**Passage shown:**
§ §
Most surfaces are covered with post-its, yellow, green and pink. Each post-it has its place, not randomly dotted on the wall, but consciously placed with an exact distance to the rest. I look around and see a pattern, but don’t understand all the codes: countries, persons, events, years, money…

The shelves are covered with books and folders; alphabetized and based on a library structure, but with the artist’s own codes. Everything is in its place, always in the right place. I am actually not allowed in here -- no one is. Tor Sellström doesn’t want anyone to mess anything up, change anything, move a book, a paper, a green post-it, a pen or a message.

Tor is the artist, the artist who paints an endless painting, a painting in text. It’s art in words. He paints to make us understand, remember and never forgot what just was.

No one is forgotten. Everyone who was there, both famous and unknown have their place. The smallest organisations as well as the large ones are referenced. Everyone gets a value -- their own value. The palette contains all colors, even colors that don’t exist.

Then I saw how the work of art was almost ready. Six years were completed. Just one year remained. The first book, Sweden and National Liberation Southern Africa: Volume 1: Formation of a Popular Opinion 1950-1970, had just been published. It was a 540-page tome.

Tor was starting to become impatient. The round-the-clock work, the loneliness, the sleeplessness, the constant search for facts began to take their toll on him. It was as if the struggle he described in the fight against apartheid had became part of his inner struggle. It came to be about the large political currents, but also about the artist’s own inner storms. Tor waits anxiously to complete his last work of art with the subtitle, Solidarity and Assistance 1970-1999 (912 pages).

Tor writes about the struggle against apartheid and about everyone who supported the resistance. He writes about everyone who didn’t wait for someone else to act and everyone who didn’t wait for something to disappear, over time, into the sand. Through Tor’s work, we have an encyclopedia of apartheid and colonialism in our hands. Who acted and how; who didn’t act and why, it’s all there. He’s produced three volumes, an epic two thousand pages of text with thousands of footnotes, words, lines and pages with an unambiguous message.

I lived in Shuafat in East Jerusalem when I finished reading the last volume, a dense, unwieldy, tedious volume. I have often told Tor that if someone says he has read all of the volumes, he can assume that the person is lying. Thousands of pages of scholarly text just become too strenuous. But Jerusalem, the place where I found myself in May 2009, gave me strength. I read about something that had been, that I had tried to understand for a long time, but that also still goes on. Then and now merged and became one in the reality of my surroundings.
§ §
**Written problem A:**
Please shorten the paragraph beginning "The shelves are covered" in the passage on Tor Sellström's work, keeping its main facts.

**Exercise material:**
§ §
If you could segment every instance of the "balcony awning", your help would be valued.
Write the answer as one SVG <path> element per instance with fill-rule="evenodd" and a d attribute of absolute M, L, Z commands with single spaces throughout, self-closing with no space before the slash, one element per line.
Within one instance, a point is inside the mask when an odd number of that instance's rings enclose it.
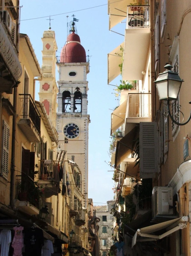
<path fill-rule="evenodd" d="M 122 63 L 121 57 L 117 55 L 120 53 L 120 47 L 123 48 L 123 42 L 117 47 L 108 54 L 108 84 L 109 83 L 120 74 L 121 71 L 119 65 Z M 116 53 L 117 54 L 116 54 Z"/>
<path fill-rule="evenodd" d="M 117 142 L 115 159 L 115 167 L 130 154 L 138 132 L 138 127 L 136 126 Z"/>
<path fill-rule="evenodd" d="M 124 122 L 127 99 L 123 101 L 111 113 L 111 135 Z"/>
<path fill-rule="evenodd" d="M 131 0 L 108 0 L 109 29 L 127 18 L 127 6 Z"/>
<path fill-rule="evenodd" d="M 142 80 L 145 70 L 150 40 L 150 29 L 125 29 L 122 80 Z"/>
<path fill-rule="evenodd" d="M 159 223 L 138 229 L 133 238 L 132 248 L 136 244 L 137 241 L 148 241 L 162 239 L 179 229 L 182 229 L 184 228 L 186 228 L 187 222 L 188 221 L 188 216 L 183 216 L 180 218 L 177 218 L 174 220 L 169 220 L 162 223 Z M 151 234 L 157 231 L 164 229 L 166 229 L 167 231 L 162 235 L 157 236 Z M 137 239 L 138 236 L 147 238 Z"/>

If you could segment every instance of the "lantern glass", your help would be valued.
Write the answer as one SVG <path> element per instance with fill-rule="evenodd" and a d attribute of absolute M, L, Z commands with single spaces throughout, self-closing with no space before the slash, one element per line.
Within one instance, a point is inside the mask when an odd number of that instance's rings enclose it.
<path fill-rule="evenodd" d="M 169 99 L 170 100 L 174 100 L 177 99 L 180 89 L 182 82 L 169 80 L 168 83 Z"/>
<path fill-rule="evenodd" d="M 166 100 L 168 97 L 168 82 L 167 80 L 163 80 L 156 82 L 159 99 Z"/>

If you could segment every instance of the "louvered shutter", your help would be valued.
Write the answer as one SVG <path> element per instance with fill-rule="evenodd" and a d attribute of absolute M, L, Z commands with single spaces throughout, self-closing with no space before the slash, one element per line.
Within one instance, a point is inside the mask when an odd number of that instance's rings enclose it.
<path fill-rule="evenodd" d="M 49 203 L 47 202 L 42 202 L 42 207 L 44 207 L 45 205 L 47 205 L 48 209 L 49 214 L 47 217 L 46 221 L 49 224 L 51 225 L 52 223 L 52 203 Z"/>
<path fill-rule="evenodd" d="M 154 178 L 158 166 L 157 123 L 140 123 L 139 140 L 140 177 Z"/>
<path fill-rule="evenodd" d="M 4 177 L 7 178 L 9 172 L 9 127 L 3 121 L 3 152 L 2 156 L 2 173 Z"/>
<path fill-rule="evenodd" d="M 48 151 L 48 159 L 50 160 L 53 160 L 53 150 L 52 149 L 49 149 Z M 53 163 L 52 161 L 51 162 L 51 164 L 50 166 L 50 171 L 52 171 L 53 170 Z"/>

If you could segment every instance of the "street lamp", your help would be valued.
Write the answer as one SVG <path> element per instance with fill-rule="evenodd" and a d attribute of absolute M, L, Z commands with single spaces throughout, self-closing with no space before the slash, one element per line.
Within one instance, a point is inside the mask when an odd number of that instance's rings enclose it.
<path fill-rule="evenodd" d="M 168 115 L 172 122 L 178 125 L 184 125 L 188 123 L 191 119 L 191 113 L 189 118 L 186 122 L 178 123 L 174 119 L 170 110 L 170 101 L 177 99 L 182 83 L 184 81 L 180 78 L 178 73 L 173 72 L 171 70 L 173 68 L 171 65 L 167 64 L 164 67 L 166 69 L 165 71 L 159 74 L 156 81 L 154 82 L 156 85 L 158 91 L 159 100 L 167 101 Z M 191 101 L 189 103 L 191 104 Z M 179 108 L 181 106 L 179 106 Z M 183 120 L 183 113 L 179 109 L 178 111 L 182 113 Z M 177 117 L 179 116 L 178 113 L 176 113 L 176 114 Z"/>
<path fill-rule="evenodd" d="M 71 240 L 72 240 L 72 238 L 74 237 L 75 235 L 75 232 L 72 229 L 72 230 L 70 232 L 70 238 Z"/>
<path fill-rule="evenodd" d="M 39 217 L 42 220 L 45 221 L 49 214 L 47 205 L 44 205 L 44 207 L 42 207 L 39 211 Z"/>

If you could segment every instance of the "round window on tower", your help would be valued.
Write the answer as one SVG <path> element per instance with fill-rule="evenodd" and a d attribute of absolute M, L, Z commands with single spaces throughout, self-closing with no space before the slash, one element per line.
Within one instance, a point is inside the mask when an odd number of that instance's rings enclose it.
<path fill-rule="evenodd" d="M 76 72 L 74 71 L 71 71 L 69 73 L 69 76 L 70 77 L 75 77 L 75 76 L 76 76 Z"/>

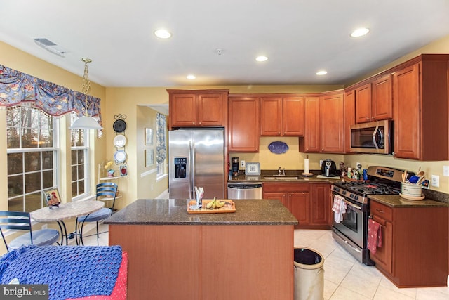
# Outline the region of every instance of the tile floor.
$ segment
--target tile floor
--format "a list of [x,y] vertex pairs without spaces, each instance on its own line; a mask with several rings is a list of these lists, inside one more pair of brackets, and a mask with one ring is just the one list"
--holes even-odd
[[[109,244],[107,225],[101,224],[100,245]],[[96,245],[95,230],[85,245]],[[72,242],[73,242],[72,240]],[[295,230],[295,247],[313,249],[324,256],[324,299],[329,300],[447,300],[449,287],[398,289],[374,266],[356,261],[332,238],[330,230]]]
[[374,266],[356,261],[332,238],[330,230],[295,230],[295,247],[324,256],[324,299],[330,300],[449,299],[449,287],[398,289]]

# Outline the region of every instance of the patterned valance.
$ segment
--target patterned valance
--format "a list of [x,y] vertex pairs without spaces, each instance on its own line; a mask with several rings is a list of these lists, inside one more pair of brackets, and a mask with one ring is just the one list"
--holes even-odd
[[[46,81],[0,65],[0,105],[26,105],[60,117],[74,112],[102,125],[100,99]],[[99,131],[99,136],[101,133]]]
§ §
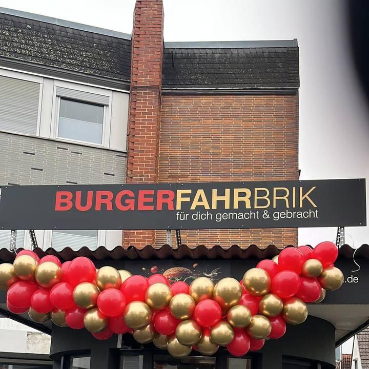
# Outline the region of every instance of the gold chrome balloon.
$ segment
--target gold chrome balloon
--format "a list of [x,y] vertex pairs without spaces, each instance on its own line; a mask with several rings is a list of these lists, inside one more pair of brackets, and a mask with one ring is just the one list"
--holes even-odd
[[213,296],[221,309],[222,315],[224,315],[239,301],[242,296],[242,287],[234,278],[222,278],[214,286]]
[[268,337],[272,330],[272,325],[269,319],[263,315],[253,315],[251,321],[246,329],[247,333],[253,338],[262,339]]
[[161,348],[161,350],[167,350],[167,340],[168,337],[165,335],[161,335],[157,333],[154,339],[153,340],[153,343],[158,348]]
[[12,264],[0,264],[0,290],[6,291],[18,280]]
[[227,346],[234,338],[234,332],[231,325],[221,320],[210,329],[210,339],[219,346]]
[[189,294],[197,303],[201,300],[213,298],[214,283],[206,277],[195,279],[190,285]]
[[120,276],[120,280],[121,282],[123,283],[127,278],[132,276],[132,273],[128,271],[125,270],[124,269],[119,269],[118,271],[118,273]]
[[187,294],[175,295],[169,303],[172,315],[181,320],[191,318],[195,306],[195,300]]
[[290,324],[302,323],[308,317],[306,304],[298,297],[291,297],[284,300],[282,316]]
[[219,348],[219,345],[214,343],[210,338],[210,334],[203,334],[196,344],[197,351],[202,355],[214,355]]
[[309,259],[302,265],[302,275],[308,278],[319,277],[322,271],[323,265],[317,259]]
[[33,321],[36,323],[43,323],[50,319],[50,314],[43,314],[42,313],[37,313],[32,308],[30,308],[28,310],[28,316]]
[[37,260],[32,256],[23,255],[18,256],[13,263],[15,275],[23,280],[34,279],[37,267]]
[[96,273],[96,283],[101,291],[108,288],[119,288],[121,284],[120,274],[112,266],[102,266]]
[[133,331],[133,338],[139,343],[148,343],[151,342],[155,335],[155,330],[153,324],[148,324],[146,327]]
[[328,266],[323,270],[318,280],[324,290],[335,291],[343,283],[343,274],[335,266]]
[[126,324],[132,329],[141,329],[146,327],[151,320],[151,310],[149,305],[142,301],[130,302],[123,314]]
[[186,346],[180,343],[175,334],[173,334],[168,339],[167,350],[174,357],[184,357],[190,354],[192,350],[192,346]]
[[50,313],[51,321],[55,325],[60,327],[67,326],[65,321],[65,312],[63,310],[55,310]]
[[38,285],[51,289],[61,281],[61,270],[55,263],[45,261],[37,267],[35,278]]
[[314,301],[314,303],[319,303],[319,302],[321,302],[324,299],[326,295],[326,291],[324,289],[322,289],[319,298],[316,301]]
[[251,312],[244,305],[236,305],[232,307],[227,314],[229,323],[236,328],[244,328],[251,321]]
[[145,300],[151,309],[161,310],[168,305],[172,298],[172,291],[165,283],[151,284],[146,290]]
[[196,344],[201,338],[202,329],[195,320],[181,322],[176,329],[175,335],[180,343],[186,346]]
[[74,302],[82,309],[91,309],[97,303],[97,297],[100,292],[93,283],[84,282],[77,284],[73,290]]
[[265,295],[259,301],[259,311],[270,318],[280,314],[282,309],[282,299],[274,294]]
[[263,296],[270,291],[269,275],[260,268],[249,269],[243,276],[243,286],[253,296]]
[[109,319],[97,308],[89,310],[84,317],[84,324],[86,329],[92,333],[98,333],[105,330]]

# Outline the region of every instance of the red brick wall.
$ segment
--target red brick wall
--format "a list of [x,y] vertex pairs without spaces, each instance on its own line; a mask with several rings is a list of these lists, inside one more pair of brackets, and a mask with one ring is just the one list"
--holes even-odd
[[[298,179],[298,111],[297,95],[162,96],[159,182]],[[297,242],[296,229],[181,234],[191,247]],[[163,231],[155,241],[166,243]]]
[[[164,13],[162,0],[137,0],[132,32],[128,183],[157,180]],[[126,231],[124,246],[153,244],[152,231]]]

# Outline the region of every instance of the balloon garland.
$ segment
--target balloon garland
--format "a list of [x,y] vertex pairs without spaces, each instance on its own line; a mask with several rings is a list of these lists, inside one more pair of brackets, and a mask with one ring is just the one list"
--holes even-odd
§ §
**Written problem B:**
Gather every line of the rows above that contains the word "floor".

**Exercise output A:**
Books and folders fill the shelves, arranged on a library structure but with the artist's own codes, and everything is always in its place. No one is allowed in, because Tor Sellström doesn't want anything moved or changed.

**Exercise output B:**
# Outline the region of every instance of the tile floor.
--target tile floor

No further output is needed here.